Fix COREXY and COREXZ

MarlinKimbra/Configuration.h

@@ -63,13 +63,6 @@
 //#define SCARA
 /***********************************************************************\
 
-/***********************************************************************\
- ************************ CORE X (YZ) MOLTIPLICATOR ********************
- ***********************************************************************/
-// This define the moltiplicator axis from X to Y or Z in COREXY or 
-// COREXZ. Normally is equal 1.
-#define COREX_MOLTIPLICATOR 1
-
 /***********************************************************************\
  ********************** Do not touch this section **********************
  ***********************************************************************/

MarlinKimbra/Configuration_Core.h

@@ -6,6 +6,21 @@
 //=============================Mechanical Settings===========================
 //===========================================================================
 
+/***********************************************************************
+ ************************ CORE X (YZ) MOLTIPLICATOR ********************
+ ***********************************************************************
+ * This define the moltiplicator axis from X to Y or Z in COREXY or 
+ * COREXZ.
+ * Example:
+ * COREXY set COREX_XZ_FACTOR 1
+ * The result is:
+ * X = dX + COREX_YZ_FACTOR * dY = dX + 1 * dY = dX + dY
+ * Y = dX - COREX_YZ_FACTOR * dY = dX - 1 * dY = dX - dY
+ * Z = dZ
+ */
+#define COREX_YZ_FACTOR 1
+
+
 // coarse Endstop Settings
 #define ENDSTOPPULLUPS // Comment this out (using // at the start of the line) to disable the endstop pullup resistors
 

MarlinKimbra/planner.cpp

@@ -521,9 +521,12 @@ float junction_deviation = 0.1;
         dy = target[Y_AXIS] - position[Y_AXIS],
         dz = target[Z_AXIS] - position[Z_AXIS],
         de = target[E_AXIS] - position[E_AXIS];
-
-  #if ENABLED(COREXY) || ENABLED(COREXZ)

» Location identification entries:

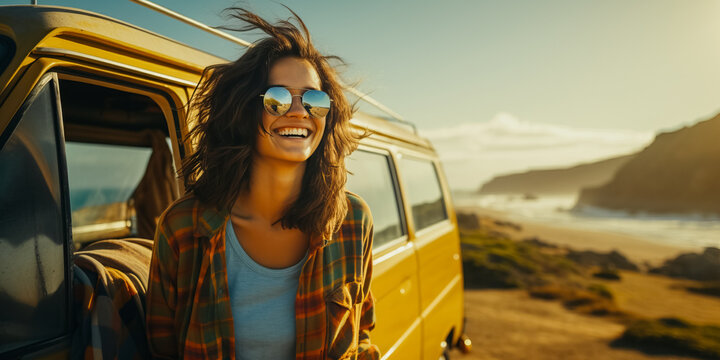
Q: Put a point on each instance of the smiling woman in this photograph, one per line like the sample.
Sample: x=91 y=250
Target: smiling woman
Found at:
x=266 y=256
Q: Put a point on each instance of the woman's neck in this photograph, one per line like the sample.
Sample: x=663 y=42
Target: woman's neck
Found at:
x=274 y=186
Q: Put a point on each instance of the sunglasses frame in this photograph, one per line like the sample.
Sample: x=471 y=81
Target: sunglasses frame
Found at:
x=288 y=88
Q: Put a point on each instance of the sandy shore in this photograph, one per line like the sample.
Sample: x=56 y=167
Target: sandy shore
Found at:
x=637 y=249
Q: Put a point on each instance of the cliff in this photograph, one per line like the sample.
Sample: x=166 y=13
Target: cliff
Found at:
x=556 y=181
x=679 y=172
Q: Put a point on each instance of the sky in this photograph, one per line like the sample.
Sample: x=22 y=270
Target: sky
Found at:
x=622 y=70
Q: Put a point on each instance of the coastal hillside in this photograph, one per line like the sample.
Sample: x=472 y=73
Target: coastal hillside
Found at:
x=679 y=172
x=556 y=181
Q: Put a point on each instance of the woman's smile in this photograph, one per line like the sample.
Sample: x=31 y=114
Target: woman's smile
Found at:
x=295 y=135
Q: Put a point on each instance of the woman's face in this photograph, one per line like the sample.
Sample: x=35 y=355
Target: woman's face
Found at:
x=295 y=74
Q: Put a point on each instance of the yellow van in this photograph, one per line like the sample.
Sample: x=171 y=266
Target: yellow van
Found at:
x=92 y=122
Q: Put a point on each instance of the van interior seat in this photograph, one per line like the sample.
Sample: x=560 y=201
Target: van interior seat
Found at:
x=157 y=188
x=109 y=285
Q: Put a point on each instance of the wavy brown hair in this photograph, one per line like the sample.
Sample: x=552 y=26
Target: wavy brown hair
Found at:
x=229 y=107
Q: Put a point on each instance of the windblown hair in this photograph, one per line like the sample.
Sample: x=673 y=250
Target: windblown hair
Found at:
x=229 y=120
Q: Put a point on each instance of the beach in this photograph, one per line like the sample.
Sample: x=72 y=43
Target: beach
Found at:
x=637 y=249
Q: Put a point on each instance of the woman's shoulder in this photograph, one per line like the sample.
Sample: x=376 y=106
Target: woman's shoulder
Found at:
x=358 y=209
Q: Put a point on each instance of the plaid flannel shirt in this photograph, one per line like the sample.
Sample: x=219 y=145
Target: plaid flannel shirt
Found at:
x=188 y=305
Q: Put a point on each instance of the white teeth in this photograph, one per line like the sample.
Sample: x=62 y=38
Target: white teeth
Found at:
x=293 y=131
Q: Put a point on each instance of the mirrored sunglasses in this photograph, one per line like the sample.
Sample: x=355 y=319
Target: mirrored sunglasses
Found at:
x=277 y=101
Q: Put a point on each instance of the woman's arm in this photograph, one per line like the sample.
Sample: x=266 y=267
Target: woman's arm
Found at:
x=162 y=295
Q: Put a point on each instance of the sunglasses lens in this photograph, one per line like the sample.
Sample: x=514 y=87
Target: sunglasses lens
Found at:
x=316 y=102
x=277 y=101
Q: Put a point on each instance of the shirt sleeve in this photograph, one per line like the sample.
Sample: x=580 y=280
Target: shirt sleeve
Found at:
x=366 y=349
x=162 y=295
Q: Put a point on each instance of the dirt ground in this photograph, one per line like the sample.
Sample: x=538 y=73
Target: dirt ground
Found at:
x=508 y=325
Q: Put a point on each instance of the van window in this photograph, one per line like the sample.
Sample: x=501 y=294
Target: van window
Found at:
x=423 y=192
x=101 y=178
x=119 y=162
x=372 y=179
x=33 y=295
x=7 y=50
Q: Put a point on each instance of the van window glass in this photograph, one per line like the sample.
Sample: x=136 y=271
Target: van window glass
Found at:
x=7 y=50
x=423 y=192
x=33 y=295
x=120 y=166
x=101 y=179
x=372 y=180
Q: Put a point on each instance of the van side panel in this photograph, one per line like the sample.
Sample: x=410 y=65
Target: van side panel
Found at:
x=441 y=297
x=395 y=287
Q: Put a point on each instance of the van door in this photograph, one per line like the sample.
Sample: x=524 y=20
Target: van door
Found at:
x=35 y=283
x=438 y=250
x=395 y=281
x=73 y=159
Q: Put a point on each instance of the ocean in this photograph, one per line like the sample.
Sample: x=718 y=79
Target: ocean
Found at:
x=694 y=230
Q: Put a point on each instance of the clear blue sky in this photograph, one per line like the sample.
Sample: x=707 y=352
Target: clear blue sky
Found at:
x=607 y=64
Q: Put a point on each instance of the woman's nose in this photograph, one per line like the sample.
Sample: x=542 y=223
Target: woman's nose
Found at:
x=296 y=108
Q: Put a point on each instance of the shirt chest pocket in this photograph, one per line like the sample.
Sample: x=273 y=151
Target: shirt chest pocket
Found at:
x=343 y=320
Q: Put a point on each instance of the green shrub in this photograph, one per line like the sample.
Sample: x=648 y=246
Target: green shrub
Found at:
x=503 y=263
x=672 y=336
x=601 y=290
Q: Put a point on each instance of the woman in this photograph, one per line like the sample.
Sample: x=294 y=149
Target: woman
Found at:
x=266 y=256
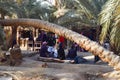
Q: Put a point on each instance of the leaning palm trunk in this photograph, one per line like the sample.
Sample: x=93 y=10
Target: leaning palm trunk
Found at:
x=84 y=42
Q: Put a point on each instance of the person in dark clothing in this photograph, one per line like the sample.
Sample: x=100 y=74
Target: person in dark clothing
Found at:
x=61 y=52
x=72 y=53
x=51 y=43
x=43 y=51
x=42 y=37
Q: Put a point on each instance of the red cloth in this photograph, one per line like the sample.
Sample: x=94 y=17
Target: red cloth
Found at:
x=61 y=39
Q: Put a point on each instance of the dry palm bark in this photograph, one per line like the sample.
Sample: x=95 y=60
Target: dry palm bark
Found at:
x=91 y=46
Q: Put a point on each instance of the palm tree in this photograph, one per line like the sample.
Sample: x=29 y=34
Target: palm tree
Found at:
x=84 y=42
x=109 y=19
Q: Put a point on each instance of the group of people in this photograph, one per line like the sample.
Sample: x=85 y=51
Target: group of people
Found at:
x=49 y=49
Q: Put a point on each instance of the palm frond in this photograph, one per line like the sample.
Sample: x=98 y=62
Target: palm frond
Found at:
x=110 y=21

» WRITTEN INSTRUCTION:
List every file path that the COREXY and COREXZ fix shows changes to.

» RESULT BELOW:
MarlinKimbra/Configuration.h
MarlinKimbra/Configuration_Core.h
MarlinKimbra/planner.cpp